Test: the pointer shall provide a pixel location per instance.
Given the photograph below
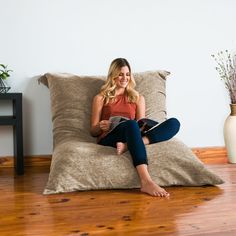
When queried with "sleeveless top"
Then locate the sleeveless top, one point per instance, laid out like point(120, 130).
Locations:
point(120, 107)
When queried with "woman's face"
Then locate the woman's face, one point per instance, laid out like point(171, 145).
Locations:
point(124, 77)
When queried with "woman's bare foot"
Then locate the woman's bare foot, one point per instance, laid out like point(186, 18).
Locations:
point(121, 148)
point(153, 189)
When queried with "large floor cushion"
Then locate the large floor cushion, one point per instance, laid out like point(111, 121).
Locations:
point(78, 163)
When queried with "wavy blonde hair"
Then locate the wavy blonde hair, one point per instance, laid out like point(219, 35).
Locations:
point(108, 89)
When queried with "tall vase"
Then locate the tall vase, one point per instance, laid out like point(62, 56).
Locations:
point(230, 134)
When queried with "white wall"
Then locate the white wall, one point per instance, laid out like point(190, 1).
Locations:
point(83, 36)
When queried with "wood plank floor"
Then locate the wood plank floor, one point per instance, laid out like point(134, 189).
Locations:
point(189, 211)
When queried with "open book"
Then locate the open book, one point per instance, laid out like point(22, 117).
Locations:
point(144, 124)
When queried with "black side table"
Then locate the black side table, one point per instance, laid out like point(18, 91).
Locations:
point(16, 121)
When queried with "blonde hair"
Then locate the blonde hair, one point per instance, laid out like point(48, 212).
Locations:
point(108, 89)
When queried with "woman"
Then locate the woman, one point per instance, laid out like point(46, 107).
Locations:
point(118, 97)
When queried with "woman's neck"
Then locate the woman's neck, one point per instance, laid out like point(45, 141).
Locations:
point(120, 92)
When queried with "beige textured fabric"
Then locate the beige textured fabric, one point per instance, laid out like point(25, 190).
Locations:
point(78, 163)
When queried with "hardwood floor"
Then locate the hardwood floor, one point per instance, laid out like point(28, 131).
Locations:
point(189, 211)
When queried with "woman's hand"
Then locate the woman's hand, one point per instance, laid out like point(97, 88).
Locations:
point(104, 125)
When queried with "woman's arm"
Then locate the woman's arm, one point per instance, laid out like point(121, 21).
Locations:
point(140, 113)
point(97, 126)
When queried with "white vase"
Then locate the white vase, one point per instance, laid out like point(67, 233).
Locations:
point(230, 134)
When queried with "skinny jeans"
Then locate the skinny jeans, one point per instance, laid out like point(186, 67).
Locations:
point(128, 132)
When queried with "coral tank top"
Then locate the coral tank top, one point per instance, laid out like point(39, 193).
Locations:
point(120, 107)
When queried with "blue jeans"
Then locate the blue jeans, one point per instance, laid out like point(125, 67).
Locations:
point(128, 132)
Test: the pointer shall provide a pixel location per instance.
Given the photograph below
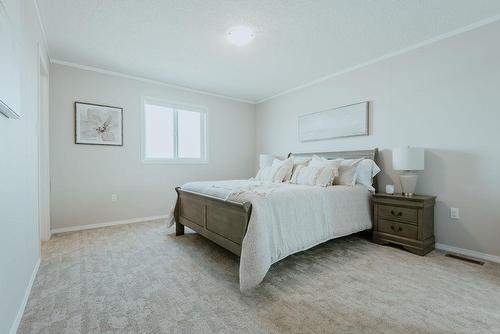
********
PROBLEM TO WORK ON | Would you repeat the entries exactly, but with no pictures?

FINISHED EXERCISE |
Test: the pointer shall provide a pixel location per instance.
Given the photograph below
When queried with "sleeveless top"
Then locate the sleeveless top, one point per instance, laid out like point(120, 130).
Locations:
point(120, 107)
When queried with "woman's face"
Then locate the woman's face, one point per instance, laid out like point(171, 145).
Locations:
point(124, 77)
When queried with "woman's bare foot"
Then locate the woman's bare foot, one point per instance, laid out like point(186, 18).
Locations:
point(121, 148)
point(153, 189)
When queried with "large floor cushion"
Then locate the large floor cushion, one point per instance, laid out like point(111, 121).
Locations:
point(78, 163)
When queried with "wavy blonde hair"
Then locate the wavy blonde hair, one point per instance, laid out like point(219, 35).
Locations:
point(108, 89)
When queried with "tall vase"
Then locate the tall vase, one point per instance, laid out like point(62, 56).
Locations:
point(230, 134)
When queried with "white wall"
Then locate the white wall, one point per instance, laid out like point(190, 1).
Locations:
point(83, 36)
When queried with "wood plank floor"
Then locate the wood plank floor, one point per instance, laid out like point(134, 189).
Locations:
point(189, 211)
When queried with "open book"
Then locate the open book, one point per instance, laid out like point(22, 117).
Locations:
point(144, 124)
When queried with "black side table"
Then locate the black side table, one point per instance, laid out like point(18, 91).
Locations:
point(16, 121)
When queried with "blonde hair"
Then locate the blonde hair, one point per instance, laid out like point(48, 212).
Locations:
point(108, 89)
When queried with "woman"
Then locate the woman, one point per instance, laid out like point(46, 107).
Locations:
point(118, 97)
When queried with "woman's neck"
Then locate the woman's neck, one point per instance, laid out like point(45, 141).
Locations:
point(120, 92)
When queried with "beige textured fabric"
Then locate the beige textured fabric, one point per instance, laid out like point(25, 190).
Locations:
point(78, 163)
When queried with "hardwood floor"
Then locate the hardwood floor, one point per instance, laid out like point(28, 131).
Locations:
point(189, 211)
When queried with "woman's hand"
Then locate the woman's hand, one point per instance, laid out like point(97, 88).
Locations:
point(104, 125)
When queried with "woman's arm"
Then locate the woman's arm, one point per instance, laid out like point(121, 21).
Locations:
point(140, 113)
point(97, 126)
When queried with "white vase"
Then locate the white vase, one point per instance, laid out like point(67, 233).
Locations:
point(230, 134)
When queried with "skinny jeans"
Then locate the skinny jeans, one point per instance, laid out like point(186, 67).
Locations:
point(128, 132)
When queried with "coral tank top"
Then locate the coral tank top, one point per instance, laid out like point(39, 193).
Locations:
point(120, 107)
When queried with "blue jeans"
Then locate the blue jeans, one point per instance, laid out like point(125, 67).
Locations:
point(128, 132)
Test: the pointer shall provide a pixel location per instance.
Given the photograph below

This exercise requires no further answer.